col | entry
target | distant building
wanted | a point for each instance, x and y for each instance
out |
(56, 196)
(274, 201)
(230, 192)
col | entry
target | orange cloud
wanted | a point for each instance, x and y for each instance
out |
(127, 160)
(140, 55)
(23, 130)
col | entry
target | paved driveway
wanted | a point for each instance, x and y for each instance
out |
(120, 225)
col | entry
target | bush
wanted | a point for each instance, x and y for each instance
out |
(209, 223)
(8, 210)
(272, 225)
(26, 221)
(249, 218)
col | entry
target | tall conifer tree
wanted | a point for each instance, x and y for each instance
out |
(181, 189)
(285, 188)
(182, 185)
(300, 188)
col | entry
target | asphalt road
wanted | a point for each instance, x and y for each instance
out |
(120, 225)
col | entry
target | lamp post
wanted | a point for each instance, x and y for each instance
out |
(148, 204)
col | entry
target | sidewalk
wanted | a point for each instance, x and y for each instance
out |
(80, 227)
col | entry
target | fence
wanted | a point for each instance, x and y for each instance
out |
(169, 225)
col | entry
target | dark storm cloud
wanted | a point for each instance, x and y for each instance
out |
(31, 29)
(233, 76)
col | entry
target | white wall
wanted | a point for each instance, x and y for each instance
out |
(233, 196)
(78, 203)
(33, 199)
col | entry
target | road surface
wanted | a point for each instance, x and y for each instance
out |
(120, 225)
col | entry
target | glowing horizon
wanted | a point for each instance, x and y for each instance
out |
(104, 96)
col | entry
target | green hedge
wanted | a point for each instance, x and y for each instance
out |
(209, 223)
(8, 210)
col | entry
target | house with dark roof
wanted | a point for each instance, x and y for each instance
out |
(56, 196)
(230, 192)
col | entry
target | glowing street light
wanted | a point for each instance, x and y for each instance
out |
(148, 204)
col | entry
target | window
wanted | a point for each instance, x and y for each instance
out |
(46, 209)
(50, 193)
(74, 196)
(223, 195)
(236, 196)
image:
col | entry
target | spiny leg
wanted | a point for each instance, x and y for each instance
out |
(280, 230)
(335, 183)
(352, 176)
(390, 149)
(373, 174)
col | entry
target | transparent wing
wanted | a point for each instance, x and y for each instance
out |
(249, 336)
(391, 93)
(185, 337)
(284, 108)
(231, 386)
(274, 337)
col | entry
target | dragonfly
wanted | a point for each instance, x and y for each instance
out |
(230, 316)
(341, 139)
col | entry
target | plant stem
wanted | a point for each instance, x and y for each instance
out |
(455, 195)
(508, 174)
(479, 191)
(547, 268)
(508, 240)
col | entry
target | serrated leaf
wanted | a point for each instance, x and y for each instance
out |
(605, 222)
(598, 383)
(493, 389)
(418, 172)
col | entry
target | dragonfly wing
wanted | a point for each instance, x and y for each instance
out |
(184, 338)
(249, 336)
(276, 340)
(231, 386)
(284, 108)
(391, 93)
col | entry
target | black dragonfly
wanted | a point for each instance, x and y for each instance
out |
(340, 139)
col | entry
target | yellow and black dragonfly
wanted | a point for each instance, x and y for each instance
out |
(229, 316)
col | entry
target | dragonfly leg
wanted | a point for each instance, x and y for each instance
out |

++++++++

> _Exercise requirements_
Your task is to return the full listing exactly as it was given.

> _Response to the task_
col | entry
target | distant building
wanted | a point for each instance, x and y for each instance
out |
(56, 196)
(274, 201)
(230, 192)
col | entry
target | orange cloud
wanted | a point for each instance, x and y for each instance
out |
(127, 160)
(140, 55)
(23, 130)
col | entry
target | paved driveway
wanted | a point for each instance, x and y for each instance
out |
(120, 225)
col | entry
target | bush
wanted | a point for each instance, x and y for each instance
out |
(209, 223)
(8, 210)
(272, 225)
(26, 221)
(249, 218)
col | entry
target | tall conifer tree
wanted | a point for each instance, x and y for each instance
out |
(181, 189)
(285, 188)
(182, 185)
(300, 188)
col | entry
target | asphalt road
wanted | a point for each instance, x and y for each instance
out |
(120, 225)
col | entry
target | lamp post
wanted | a point for each instance, x and y for each instance
out |
(148, 204)
col | entry
target | sidewalk
wanted | a point for each instance, x and y for each instance
out |
(80, 227)
col | entry
target | fence
wanted | a point for each instance, x and y for each instance
out |
(169, 225)
col | entry
target | dark storm cloud
wanted | a point for each instance, x and y for each instance
out |
(31, 29)
(233, 76)
col | entry
target | white wall
wanted | a point for each instance, x and y for each instance
out |
(233, 196)
(78, 203)
(33, 199)
col | entry
target | road surface
wanted | a point for each instance, x and y for each instance
out |
(120, 225)
col | entry
target | glowing horizon
wanted | a point for each instance, x and y for each instance
out |
(104, 96)
col | entry
target | green hedge
wanted | a point for each instance, x and y for each instance
out |
(209, 223)
(8, 210)
col | entry
target | house with dark roof
wanted | a point for each instance, x and y for each instance
out |
(56, 196)
(230, 192)
col | entry
target | glowing street light
wanted | a point for each instance, x and y for each instance
out |
(148, 204)
col | entry
target | window
wanted | a point for each instance, x and y for each instance
out |
(46, 209)
(50, 193)
(74, 196)
(223, 195)
(236, 196)
image:
col | entry
target | spiny leg
wanted | a point for each instance, x and y for each instance
out |
(280, 230)
(335, 183)
(352, 176)
(390, 149)
(373, 174)
col | entry
target | transparent wing
wanted | a point for each instance, x and y for each instance
out |
(249, 336)
(391, 93)
(185, 337)
(284, 108)
(231, 386)
(274, 337)
col | entry
target | dragonfly
wanted | a point for each instance, x and y for each instance
out |
(230, 316)
(341, 139)
col | entry
target | plant stem
wanted | a point for each instance, x and y for each instance
out |
(455, 195)
(508, 174)
(479, 191)
(547, 268)
(508, 240)
col | entry
target | serrated leaf
wanted | a point for each instance, x and y for each instance
out |
(605, 222)
(598, 383)
(493, 389)
(418, 172)
col | entry
target | dragonfly wing
wanted | a point for each instance, x and y for each instance
out |
(184, 338)
(249, 336)
(276, 340)
(231, 386)
(284, 108)
(391, 93)
col | entry
target | black dragonfly
wanted | a point for each instance, x and y for each instance
out |
(340, 139)
col | entry
target | yellow and black dragonfly
wanted | a point for each instance, x and y for each instance
out |
(229, 316)
col | entry
target | dragonfly leg
wanted | a point for each instance, x and y for each instance
out |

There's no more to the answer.